What this exercise asks:
**a)** Reproduce the passage from the free cash flow remarks, starting with "The way I look" and going on through "2021 to 2022.".
**b)** List each calendar year named in the free cash flow remarks, once apiece.

Text provided:
The way I look at it and give you confidence on where we are going with that. We have three years in the whole now against the five-year commitment, $757 million, $449 million and $494 million, that averages out to $567 million straight stick at BSC about $600 million a year that you need. So we are running behind for the first three years, but we knew there was a natural grant with retention with revenue and margin expansion. And also we have Alion on board now. 2022 we had them onboard for the first year. I was happy with the contribution they made. If you recall, we took the $3 billion to $3.2 billion with Alion and I am happy with the contribution they made in 2022 and Alion will be on board for 2023, 2024. As we look — going forward, right, EBITDA margin stay flat from 2021 to 2022.

We are foreshadowing some margin expansion into 2023. We have the topline growing in Shipbuilding right now that we gave you in the guidance $486 million and we expect we will continue incrementally guiding higher revenue and margin into 2024. And also I’d ask you to take a look at the three years that we have had, the $757 million, $449 million and $494 million free cash flow. That $757 million really had two things that actually helped it, and if you normalize it out, how to make sense of how we are marching to be north of $700 million in free cash flow as we get out to the 2024 timeframe, but the $757 million had the FICA release, which was $130 million and it also has the COVID repayment benefit for $160 million. So $160 million and $130 million is $290 million.

$290 million of the $757 million is about $467 million is really how I look at the first of the three years, $467 million. The $449 million to 2021 has the FICA repay in it. So you throw another $65 million in that, that’s about $510 million for a normalized 2021 and now for 2022, $494 million, there’s $65 million of FICA in that too, that’s $550 million. So I really look at it, we have normalize for what we have seen because of COVID with FICA and repay, it’s more like a match of $460-ish million to $510 million last year to $555 million, $550 million this year. The guide we gave you is $450 million for 2023 only because I have the COVID repay. So it’s another with $125 million on top of the midpoint, that’s a $550 million year and I have the year in front of me to burn down risk and pulling cash.

Data listing:

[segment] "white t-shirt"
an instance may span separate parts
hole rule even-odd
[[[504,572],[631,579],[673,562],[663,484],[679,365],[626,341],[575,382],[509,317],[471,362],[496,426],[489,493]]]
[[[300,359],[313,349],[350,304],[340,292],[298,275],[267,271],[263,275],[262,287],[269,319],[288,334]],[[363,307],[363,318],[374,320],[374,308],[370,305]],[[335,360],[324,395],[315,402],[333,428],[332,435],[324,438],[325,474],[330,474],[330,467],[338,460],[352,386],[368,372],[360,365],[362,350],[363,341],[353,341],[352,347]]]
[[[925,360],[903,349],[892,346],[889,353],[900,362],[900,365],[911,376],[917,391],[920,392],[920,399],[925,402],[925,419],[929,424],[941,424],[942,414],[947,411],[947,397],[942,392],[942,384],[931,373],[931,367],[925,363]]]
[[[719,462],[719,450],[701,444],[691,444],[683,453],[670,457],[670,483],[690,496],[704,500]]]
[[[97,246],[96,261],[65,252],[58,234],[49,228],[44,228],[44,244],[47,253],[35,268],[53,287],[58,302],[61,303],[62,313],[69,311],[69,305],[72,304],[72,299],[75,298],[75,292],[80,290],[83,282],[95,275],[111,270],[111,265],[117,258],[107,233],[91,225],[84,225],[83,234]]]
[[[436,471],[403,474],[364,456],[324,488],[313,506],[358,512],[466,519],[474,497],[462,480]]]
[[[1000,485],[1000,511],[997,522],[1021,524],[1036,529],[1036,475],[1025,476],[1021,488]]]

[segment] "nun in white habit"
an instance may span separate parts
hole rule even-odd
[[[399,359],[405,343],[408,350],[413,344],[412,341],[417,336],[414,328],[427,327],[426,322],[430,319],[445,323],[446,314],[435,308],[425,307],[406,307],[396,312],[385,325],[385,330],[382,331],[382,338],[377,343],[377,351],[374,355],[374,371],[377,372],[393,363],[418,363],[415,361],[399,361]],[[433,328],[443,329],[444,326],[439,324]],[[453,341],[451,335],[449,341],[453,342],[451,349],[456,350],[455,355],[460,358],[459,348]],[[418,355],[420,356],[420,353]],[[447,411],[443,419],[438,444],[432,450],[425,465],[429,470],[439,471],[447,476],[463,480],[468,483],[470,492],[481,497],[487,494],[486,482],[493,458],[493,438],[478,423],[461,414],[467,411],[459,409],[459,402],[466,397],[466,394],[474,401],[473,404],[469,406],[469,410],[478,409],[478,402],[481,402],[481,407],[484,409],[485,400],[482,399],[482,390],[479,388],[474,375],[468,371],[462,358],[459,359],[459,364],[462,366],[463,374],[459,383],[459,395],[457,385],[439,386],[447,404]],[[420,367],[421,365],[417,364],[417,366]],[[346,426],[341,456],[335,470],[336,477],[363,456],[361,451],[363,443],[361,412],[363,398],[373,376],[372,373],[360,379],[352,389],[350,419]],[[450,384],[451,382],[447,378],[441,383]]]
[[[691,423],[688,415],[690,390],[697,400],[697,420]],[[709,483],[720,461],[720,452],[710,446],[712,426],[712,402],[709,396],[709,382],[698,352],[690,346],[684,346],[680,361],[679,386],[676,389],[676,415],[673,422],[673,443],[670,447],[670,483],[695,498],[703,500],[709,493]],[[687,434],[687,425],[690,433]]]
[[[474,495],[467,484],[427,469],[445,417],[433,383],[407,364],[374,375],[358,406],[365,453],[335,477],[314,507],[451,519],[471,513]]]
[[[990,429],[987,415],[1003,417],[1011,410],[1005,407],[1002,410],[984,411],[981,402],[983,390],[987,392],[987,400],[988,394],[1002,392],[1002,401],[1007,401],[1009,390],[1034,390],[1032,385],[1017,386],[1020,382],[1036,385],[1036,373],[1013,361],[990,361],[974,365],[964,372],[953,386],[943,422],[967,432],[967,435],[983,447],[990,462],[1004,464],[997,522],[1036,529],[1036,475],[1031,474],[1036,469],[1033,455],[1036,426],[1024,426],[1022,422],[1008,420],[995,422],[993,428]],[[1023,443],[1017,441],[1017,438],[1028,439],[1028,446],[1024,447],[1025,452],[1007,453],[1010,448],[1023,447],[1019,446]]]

==

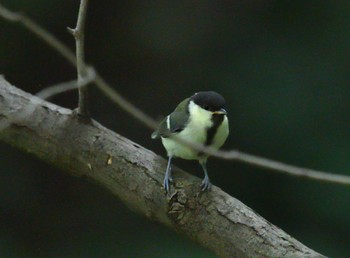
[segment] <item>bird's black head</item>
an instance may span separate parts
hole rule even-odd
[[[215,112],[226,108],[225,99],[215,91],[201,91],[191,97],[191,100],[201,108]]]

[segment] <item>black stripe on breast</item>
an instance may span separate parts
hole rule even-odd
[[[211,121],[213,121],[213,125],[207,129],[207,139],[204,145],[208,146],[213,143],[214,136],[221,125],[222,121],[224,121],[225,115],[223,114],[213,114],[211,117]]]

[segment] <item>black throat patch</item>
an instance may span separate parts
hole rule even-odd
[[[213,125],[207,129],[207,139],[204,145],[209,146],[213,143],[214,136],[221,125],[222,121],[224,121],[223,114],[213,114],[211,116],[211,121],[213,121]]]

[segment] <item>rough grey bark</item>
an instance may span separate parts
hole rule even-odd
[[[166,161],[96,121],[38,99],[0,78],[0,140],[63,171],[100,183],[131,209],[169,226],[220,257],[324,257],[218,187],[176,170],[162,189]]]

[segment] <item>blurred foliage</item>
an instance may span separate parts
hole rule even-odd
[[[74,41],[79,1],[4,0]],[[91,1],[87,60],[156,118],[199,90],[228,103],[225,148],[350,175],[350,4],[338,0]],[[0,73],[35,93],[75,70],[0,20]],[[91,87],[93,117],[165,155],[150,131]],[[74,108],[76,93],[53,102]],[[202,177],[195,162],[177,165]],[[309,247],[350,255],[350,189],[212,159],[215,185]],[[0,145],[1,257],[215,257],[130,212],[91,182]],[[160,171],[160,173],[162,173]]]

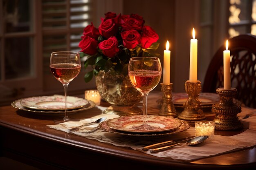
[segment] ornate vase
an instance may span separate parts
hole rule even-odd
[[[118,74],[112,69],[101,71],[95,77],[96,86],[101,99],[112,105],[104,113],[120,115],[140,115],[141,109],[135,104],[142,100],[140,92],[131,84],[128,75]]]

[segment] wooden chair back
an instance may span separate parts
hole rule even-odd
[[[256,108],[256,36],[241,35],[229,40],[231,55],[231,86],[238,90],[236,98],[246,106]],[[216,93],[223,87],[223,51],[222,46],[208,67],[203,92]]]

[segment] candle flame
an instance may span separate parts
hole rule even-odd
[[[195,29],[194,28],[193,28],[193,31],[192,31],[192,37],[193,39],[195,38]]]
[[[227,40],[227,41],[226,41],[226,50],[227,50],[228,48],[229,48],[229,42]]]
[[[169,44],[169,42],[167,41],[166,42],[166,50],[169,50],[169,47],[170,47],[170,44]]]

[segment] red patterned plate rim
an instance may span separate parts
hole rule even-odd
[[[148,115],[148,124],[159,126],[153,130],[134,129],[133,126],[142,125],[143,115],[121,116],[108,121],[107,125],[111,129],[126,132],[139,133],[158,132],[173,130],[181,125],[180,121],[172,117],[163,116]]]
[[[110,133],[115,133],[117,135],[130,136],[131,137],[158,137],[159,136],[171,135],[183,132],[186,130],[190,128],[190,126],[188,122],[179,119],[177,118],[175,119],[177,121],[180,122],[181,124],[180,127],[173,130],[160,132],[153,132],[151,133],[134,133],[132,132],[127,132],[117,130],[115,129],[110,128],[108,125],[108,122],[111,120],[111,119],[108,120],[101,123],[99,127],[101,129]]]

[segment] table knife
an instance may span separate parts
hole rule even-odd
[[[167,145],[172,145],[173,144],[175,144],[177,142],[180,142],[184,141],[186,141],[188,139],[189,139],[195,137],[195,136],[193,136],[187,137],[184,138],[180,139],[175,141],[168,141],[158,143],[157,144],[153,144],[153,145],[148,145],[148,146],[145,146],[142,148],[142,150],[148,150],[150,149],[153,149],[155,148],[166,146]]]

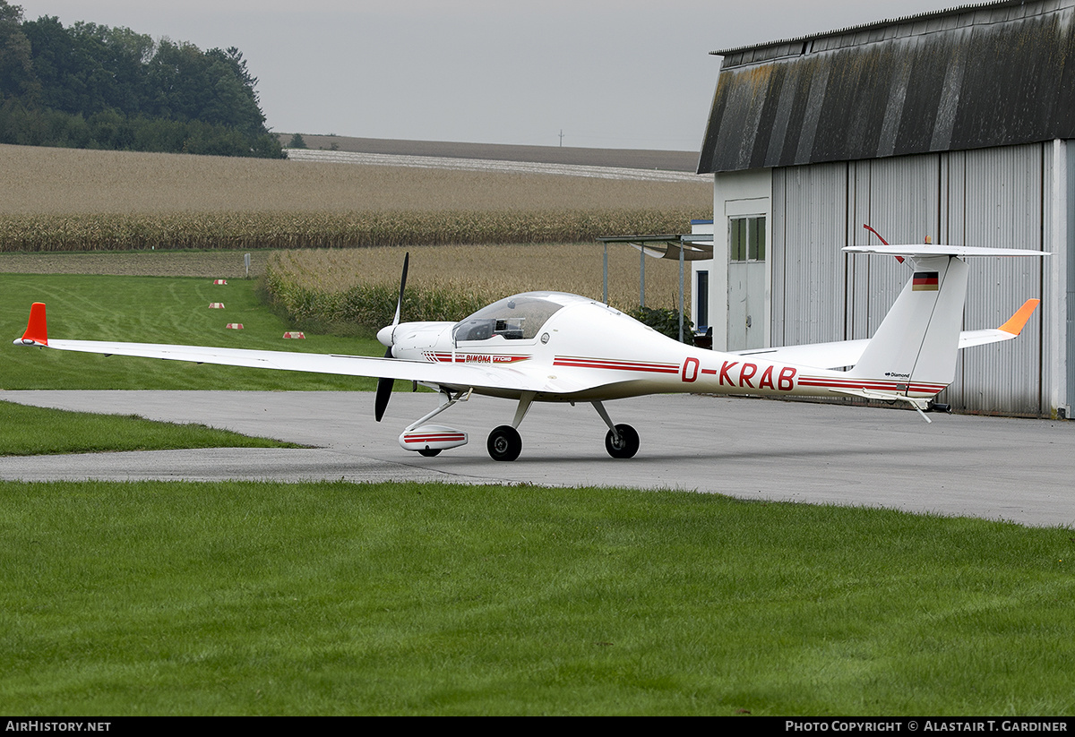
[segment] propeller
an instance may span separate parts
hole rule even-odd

Response list:
**a)**
The way I look at it and give you confidence on where we are going with that. We have three years in the whole now against the five-year commitment, $757 million, $449 million and $494 million, that averages out to $567 million straight stick at BSC about $600 million a year that you need. So we are running behind for the first three years, but we knew there was a natural grant with retention with revenue and margin expansion. And also we have Alion on board now. 2022 we had them onboard for the first year. I was happy with the contribution they made. If you recall, we took the $3 billion to $3.2 billion with Alion and I am happy with the contribution they made in 2022 and Alion will be on board for 2023, 2024. As we look — going forward, right, EBITDA margin stay flat from 2021 to 2022.

**b)**
2021
2022
2023
2024